The risk of colon cancer from nitrite-preserved meat has been debated for so long that even the preserved meat has gone bad. A new study tries to back up this claim -- and fails miserably.
Some scares never go away no matter whether there is a remotely plausible basis for the scare (maybe asbestos in talc) or pure insanity (vaccines causing autism).
Today's scare (and hardly a day goes by without one) is in the first category. It is known that many nitrosamines are carcinogenic. It is also known that nitrites react with certain amines and form nitrosamines. So, it is at least reasonable to wonder whether nitrite-preserved meats might pose a cancer risk (1).
Reasonable, maybe, but a real risk?
A recent paper that supposedly shows that nitrite-preserved meat gives you cancer. "A Review of the In Vivo Evidence Investigating the Role of Nitrite Exposure from Processed Meat Consumption in the Development of Colorectal Cancer" was published last month in the journal Nutrients, and it's tough to swallow. The reason: it's a meta-analysis of observational studies (2). A meta-analysis is a study of other studies in the literature. Its outcome can be predetermined by which studies are included and which are excluded.
An observational study is (maybe) even worse. Huge databases full of data from old studies are mined in an attempt to find an association of two variables, in this case, nitrite-preserved meat and different cancers. Like meta-analyses, observational studies can also be subjective. The results can be influenced by the choice of variables. For example, some shlub searches a bunch of databases and sees an association (3) between beer consumption and pancreatic cancer in men aged 45-65, so the shlub publishes a paper in a shlub journal with this claim. But does it really mean anything? Often the answer is no. Here's why.

• Given material
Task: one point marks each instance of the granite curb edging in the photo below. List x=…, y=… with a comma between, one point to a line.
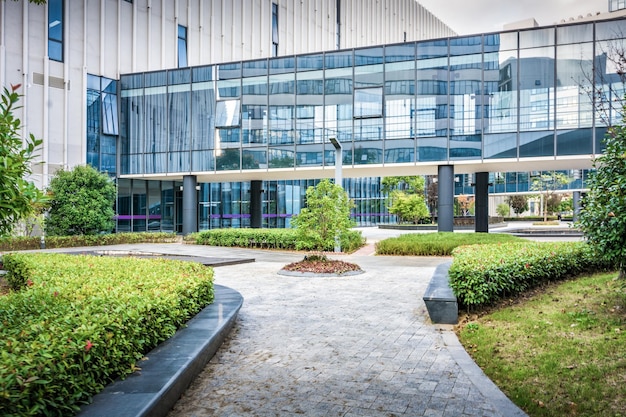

• Work to complete
[1] Write out the part of the nitrite-preserved meat article above from "Today's scare (and" to "cancer risk (1).".
[2] According to the nitrite-preserved meat article, in which journal was the review on nitrite exposure and colorectal cancer published?

• Results in order
[1]
Today's scare (and hardly a day goes by without one) is in the first category. It is known that many nitrosamines are carcinogenic. It is also known that nitrites react with certain amines and form nitrosamines. So, it is at least reasonable to wonder whether nitrite-preserved meats might pose a cancer risk (1).

[2] Nutrients